TASK REQUIREMENTS>
1. In the thread on memory cgroup OOM kill counting, what can users register for through memory.oom_kill_control?
2. List every class of information that memory.oom_kill_control exports when read, according to the thread on memory cgroup OOM kill counting.

SELECTED EXCERPT>
<<<<
On Tue, 23 May 2017, Konstantin Khlebnikov wrote:
This is worth addition. Let's call it "oom_victim" for short.
It allows to locate leaky part if they are spread over sub-containers within
common limit.
But doesn't tell which limit caused this kill. For hierarchical limits this
might be not so easy.
I think oom_kill better suits for automatic actions - restart affected
hierarchy, increase limits, e.t.c.
But oom_victim allows to determine container affected by global oom killer.
So, probably it's worth to merge them together and increment oom_kill by
global killer for victim memcg:
if (!is_memcg_oom(oc)) {
count_vm_event(OOM_KILL);
mem_cgroup_count_vm_event(mm, OOM_KILL);
} else
mem_cgroup_event(oc->memcg, OOM_KILL);
Our complete solution is that we have a complementary
memory.oom_kill_control that allows users to register for eventfd(2)
notification when the kernel oom killer kills a victim, but this is
because we have had complete support for userspace oom handling for years.
When read, it exports three classes of information:
- the "total" (hierarchical) and "local" (memcg specific) number of oom
kills for system oom conditions (overcommit),
- the "total" and "local" number of oom kills for memcg oom conditions,
and
- the total number of processes in the hierarchy where an oom victim was
reaped successfully and unsuccessfully.
One benefit of this is that it prevents us from having to scrape the
kernel log for oom events which has been troublesome in the past, but
userspace can easily do so when the eventfd triggers for the kill
notification.
>>>>
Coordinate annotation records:
<<<<
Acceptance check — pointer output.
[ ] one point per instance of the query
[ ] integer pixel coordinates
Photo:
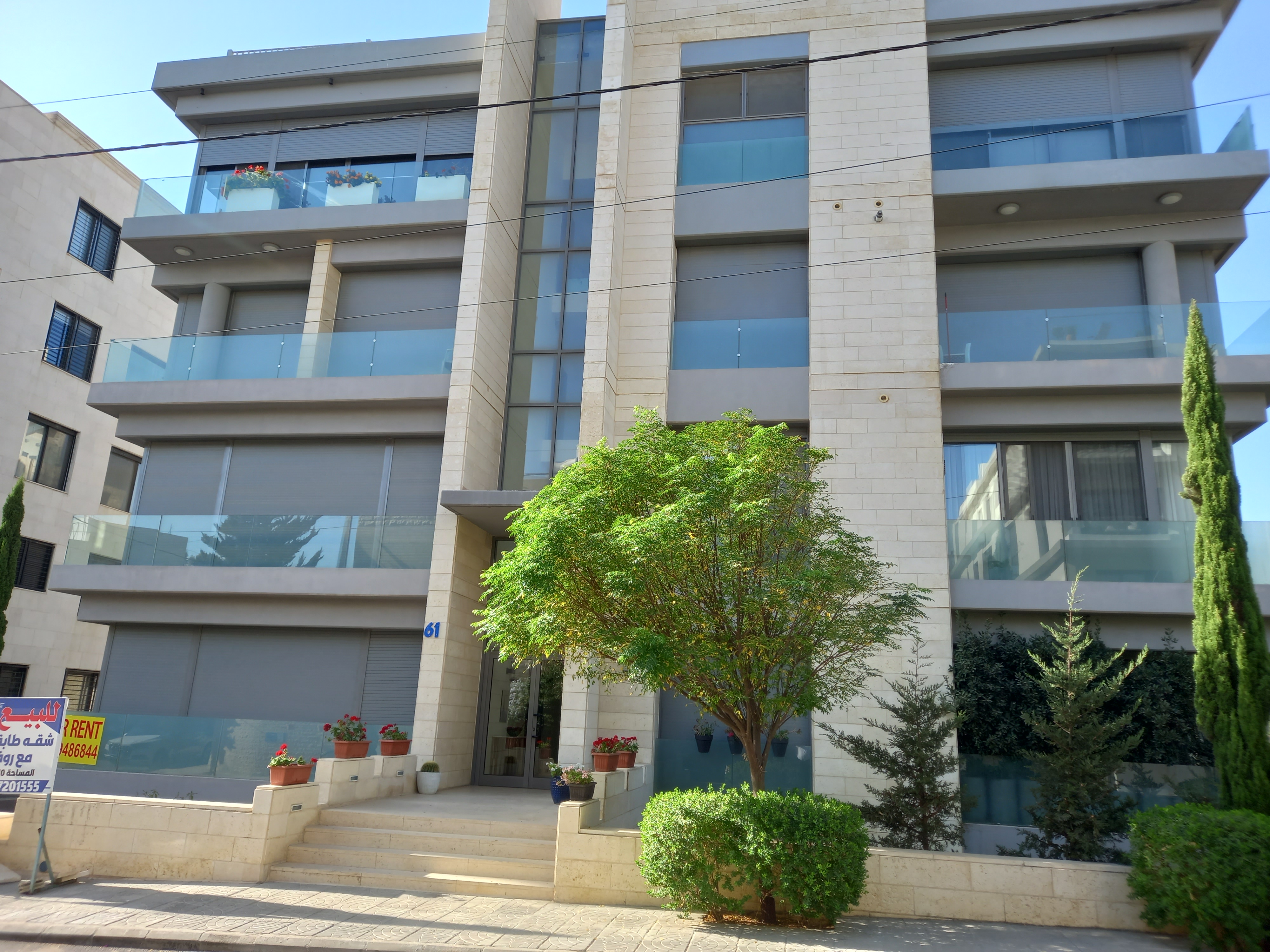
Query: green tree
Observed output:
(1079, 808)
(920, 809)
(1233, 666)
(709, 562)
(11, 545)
>>>>
<<<<
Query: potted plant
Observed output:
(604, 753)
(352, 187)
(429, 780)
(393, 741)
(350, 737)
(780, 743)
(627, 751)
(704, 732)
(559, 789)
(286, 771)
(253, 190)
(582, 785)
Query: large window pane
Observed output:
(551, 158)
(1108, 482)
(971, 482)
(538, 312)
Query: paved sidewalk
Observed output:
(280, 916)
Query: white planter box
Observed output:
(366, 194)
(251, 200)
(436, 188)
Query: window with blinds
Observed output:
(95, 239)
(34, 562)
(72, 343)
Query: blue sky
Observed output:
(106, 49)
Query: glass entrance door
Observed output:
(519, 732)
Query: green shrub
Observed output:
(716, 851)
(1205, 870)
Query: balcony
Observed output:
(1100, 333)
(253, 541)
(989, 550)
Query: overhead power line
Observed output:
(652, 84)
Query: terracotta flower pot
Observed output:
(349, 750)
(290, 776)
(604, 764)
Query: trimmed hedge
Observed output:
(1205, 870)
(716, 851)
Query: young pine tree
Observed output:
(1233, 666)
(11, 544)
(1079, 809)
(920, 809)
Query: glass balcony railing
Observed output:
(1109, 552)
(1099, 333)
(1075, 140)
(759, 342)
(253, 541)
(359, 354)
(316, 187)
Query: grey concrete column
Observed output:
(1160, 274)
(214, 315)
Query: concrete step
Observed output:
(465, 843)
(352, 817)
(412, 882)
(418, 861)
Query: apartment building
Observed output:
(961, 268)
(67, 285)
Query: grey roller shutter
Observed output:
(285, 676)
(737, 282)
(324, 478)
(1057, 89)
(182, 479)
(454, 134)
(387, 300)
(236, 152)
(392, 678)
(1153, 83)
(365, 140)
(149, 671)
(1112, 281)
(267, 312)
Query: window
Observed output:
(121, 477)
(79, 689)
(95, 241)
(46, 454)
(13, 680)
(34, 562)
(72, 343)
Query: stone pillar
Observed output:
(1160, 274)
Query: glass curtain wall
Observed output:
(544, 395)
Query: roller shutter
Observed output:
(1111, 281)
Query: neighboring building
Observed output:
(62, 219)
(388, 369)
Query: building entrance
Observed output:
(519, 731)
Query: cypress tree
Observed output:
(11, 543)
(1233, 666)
>>>>
EXERCISE RESULTS>
1. They can register for eventfd(2) notification when the kernel oom killer kills a victim.

2.
- The "total" (hierarchical) and "local" (memcg specific) number of oom kills for system oom conditions (overcommit)
- The "total" and "local" number of oom kills for memcg oom conditions
- The total number of processes in the hierarchy where an oom victim was reaped successfully and unsuccessfully